■ **Exercise instructions**
1) In the forum thread about running an underground feeder cable into a breaker panel, what does the underground cable come out of the ground through?
2) Carry on the forum thread about running an underground feeder cable into a breaker panel from the point where it stops.
--- Begin Reading text ---
Again what I would do is to cover the cable from the bottom of the trench until it enters the wall with material having the same resistance to physical damage as Non Metallic Conduit.  I would obtain that material by cutting through a length of Schedule Eighty Rigid Nonmetallic Conduit lengthwise.   I would then relocate the panel's cabinet so that the indoor conductors enter through the back wall of the cabinet.  I would install a chase nipple through the hole in the cabinet's back wall with an insulating plastic bushing on the end of it's threads inside the cinder block so as to protect the insulation on the feeder conductors from the rough edges of both holes through the cinder block and the wall of the cabinet.


----------



## tk3000 (Nov 11, 2015)

"If the Equipment Grounding Conductor (EGC) is not jacketed with Armor or enclosed in raceway you have to increase it's size to Number Four American Wire Gauge (4 AWG)." 

=> Yeah, I intend to use 4 AWG bare copper for the ground rods and will install two 10 ft copper 5/8 rods near the point wherein the underground cable emerge.

These tie down kits does not seem something one can find in any home center store. Is it also called "breaker retaining kit", like the following: 

http://www.gordonelectricsupply.com...pFhoRa8OoncZRGY8Jr1jG1L2OWRYhDUf-zRoC7ePw_wcB

"The underground wire comes out of the ground via a conductor." Sorry, this was a typo. I actually meant that it come out of the ground via a conduit. A PVC conduit.  The underground cable consist of three wires without any outer sheathing, and it indeed comes out of the ground via a rigid grey pvc conduit; so doesn't that mean that the cable is protected until it enters the structured and also mechanically protected while travelling inside the concrete wall, and thus the only a small section is exposed once it protrudes from the wall to then enter the circuit breaker panel? Do I need to protect this small section of exposed wires?

thanks!


----------



## nealtw (Nov 11, 2015)

The cable under the box does look like a convenient place to hang the trouble light. Whether it is code not, I would put a conduit over it.


----------



## hornetd (Nov 12, 2015)

tk3000 said:


> "If the Equipment Grounding Conductor (EGC) is not jacketed with Armor or enclosed in raceway you have to increase it's size to Number Four American Wire Gauge (4 AWG)."
> 
> => Yeah, I intend to use 4 AWG bare copper for the ground rods and will install two 10 ft copper 5/8 rods near the point wherein the underground cable emerge.
> 
> ...
--- End Reading text ---
--- Begin Data lines ---
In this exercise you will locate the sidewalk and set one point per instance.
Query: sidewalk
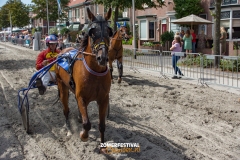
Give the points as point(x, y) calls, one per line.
point(190, 81)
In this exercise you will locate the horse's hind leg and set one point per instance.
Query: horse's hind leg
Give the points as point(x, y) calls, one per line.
point(85, 120)
point(111, 68)
point(103, 105)
point(64, 95)
point(120, 69)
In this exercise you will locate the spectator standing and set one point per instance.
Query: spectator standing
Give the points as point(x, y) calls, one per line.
point(187, 38)
point(176, 47)
point(223, 40)
point(193, 41)
point(176, 34)
point(181, 36)
point(202, 38)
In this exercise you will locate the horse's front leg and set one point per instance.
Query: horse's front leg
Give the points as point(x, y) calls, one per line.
point(120, 69)
point(111, 68)
point(64, 95)
point(82, 106)
point(103, 105)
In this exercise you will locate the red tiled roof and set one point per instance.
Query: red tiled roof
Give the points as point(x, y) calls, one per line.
point(74, 2)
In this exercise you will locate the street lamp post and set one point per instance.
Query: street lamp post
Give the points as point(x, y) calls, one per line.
point(47, 17)
point(134, 36)
point(10, 22)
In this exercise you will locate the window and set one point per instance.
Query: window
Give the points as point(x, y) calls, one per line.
point(143, 27)
point(97, 8)
point(76, 13)
point(227, 2)
point(151, 29)
point(70, 14)
point(82, 13)
point(174, 27)
point(147, 29)
point(202, 27)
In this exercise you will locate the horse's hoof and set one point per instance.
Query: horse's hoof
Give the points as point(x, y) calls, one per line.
point(69, 133)
point(119, 80)
point(103, 151)
point(84, 139)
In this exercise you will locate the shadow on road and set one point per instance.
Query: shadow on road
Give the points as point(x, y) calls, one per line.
point(16, 64)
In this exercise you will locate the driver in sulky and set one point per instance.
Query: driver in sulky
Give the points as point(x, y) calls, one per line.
point(44, 58)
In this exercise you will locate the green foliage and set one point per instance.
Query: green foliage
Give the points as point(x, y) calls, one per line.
point(122, 4)
point(40, 9)
point(16, 12)
point(167, 36)
point(149, 44)
point(184, 8)
point(64, 31)
point(53, 30)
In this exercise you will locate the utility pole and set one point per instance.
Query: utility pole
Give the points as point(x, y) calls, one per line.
point(10, 21)
point(47, 17)
point(134, 36)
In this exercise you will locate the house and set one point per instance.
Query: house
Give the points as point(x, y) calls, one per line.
point(151, 23)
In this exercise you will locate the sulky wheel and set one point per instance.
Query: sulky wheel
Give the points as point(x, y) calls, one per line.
point(24, 112)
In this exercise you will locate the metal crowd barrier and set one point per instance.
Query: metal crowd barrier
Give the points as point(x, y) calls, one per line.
point(207, 69)
point(204, 68)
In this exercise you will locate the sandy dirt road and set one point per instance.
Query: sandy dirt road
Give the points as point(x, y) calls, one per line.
point(170, 119)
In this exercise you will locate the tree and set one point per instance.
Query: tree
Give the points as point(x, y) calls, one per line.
point(16, 12)
point(40, 9)
point(184, 8)
point(122, 4)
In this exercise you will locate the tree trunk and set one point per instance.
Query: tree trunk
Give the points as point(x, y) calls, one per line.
point(115, 19)
point(216, 42)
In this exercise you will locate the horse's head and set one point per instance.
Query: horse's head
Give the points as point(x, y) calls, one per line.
point(99, 33)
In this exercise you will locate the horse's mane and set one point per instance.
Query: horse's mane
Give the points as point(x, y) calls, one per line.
point(84, 41)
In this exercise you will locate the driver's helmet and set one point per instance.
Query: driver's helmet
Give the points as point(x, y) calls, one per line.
point(51, 39)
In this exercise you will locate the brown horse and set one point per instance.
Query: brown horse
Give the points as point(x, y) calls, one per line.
point(116, 51)
point(89, 74)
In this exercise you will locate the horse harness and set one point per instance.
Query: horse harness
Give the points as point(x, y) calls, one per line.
point(117, 50)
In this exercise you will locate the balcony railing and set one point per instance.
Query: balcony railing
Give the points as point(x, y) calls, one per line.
point(225, 2)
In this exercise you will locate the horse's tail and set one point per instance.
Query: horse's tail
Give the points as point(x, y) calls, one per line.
point(56, 99)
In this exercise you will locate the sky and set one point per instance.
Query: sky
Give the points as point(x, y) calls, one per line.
point(2, 2)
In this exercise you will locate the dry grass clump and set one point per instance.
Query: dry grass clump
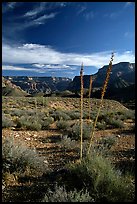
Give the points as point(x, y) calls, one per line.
point(17, 157)
point(102, 180)
point(6, 122)
point(60, 194)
--- End Data lines ---
■ **Exercise responses**
1) A rigid grey PVC conduit.

2)
The item in the link that you included is the one you would need if your panel were a Square D QO type.  Since it is instead Square D Homeline make sure you get the retaining kit for a Homeline two pole breaker.  They are different!  QO breakers use 3/4" slots for each single pole breaker and thus 1&1/2" for a two pole breaker.  Homeline breakers use one inch for each single pole breaker and two inches for a double pole.  Why the retaining kit is required is that without it a breaker can be removed from the buss bar in the panel and yet still be energized.  If the breaker were to be closed when it was removed the exposed buss bar grips on the bottom of the breaker would then remain energized while accessible to human contact.  The retaining kit can only be removed with tools so that removing it from the buss bar cannot be done by anything except a quite deliberate act.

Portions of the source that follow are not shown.